Retype the full listing below line for line, keeping every character unchanged.
* START SUPPLIED RECORDS *
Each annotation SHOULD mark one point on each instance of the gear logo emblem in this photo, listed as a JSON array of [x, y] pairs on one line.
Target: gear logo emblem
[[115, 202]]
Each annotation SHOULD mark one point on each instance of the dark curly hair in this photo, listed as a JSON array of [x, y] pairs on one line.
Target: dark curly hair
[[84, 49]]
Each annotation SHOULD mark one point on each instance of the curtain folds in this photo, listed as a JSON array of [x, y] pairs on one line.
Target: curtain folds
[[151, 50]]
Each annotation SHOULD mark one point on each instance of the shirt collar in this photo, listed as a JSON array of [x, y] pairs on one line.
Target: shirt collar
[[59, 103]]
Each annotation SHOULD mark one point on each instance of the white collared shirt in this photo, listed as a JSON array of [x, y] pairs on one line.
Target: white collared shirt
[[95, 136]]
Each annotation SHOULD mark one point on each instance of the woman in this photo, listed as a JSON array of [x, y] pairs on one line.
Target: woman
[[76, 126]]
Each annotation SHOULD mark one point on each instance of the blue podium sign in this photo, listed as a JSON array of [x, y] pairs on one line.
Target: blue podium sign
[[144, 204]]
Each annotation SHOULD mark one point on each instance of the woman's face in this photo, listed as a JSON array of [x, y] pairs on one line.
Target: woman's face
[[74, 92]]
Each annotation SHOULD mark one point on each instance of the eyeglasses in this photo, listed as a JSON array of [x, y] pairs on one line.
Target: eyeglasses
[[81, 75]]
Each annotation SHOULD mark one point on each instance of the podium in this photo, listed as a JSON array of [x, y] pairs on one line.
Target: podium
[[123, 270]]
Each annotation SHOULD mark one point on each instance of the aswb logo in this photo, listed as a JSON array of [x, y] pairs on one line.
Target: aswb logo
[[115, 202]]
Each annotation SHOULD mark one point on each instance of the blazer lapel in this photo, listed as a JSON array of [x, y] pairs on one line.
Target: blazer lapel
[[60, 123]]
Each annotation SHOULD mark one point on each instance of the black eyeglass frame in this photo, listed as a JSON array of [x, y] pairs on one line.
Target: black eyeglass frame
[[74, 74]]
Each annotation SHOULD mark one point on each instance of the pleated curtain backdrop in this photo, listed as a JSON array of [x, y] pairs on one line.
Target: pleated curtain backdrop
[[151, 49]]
* END SUPPLIED RECORDS *
▸ FINAL RESULT:
Each annotation SHOULD mark one point on each instance of the gear logo emblem in this photo, listed as a JSON array of [x, y] pairs on one line.
Target: gear logo emblem
[[115, 202]]
Each annotation SHOULD mark one point on each instance of the dark curly hair in this photo, listed as a JSON array of [x, y] pairs on one line.
Target: dark curly hair
[[84, 49]]
Each annotation SHOULD mark one point on each instance of the curtain folds in this photo, listed as a JSON array of [x, y] pairs on one line.
Target: curtain folds
[[151, 50]]
Each annotation SHOULD mark one point on each instance of the shirt collar in this photo, listed as a JSON array of [x, y] pairs on one line.
Target: shirt collar
[[59, 103]]
Each annotation SHOULD mark one point on each instance of the white collared shirt in this photo, listed as a JSON array of [x, y] pairs on one line.
Target: white collared shirt
[[95, 136]]
Each annotation SHOULD mark one point on each instance of the woman in this photo, listed as a JSON array of [x, y] pairs on one line.
Target: woman
[[76, 126]]
Each annotation SHOULD mark one point on each instance of the blue podium sign in this photo, listed as a JSON array of [x, y] pairs on one line.
Target: blue podium sign
[[144, 204]]
Each annotation SHOULD mark one point on each instance of the woman's face in this photo, listed as a JSON array of [x, y] pairs on one line.
Target: woman's face
[[74, 92]]
Each annotation SHOULD mark one point on each instance of the eyeglasses in this photo, listed as a JSON array of [x, y] pairs on one line.
Target: eyeglasses
[[81, 75]]
Each annotation SHOULD mark one point on each instance of the podium in this photo, listed as a JSON array of [x, y] pairs on one line.
Target: podium
[[123, 270]]
Each annotation SHOULD mark one point on each instance of the aswb logo in this photo, listed as a JSON array of [x, y] pairs on one line.
Target: aswb logo
[[115, 202]]
Each annotation SHOULD mark one point on each instance of the blazer lapel in this photo, listed as a JSON array of [x, y] pairs on one line.
Target: blazer lapel
[[60, 123]]
Each annotation SHOULD mark one point on each instance of the black eyeglass frame in this photo, listed as a JSON array of [x, y] pairs on one line.
Target: black eyeglass frame
[[74, 74]]
Each annotation SHOULD mark one point on each instance of the pleated curtain backdrop in this photo, listed as a JSON array of [x, y] pairs on one line.
Target: pleated curtain backdrop
[[151, 49]]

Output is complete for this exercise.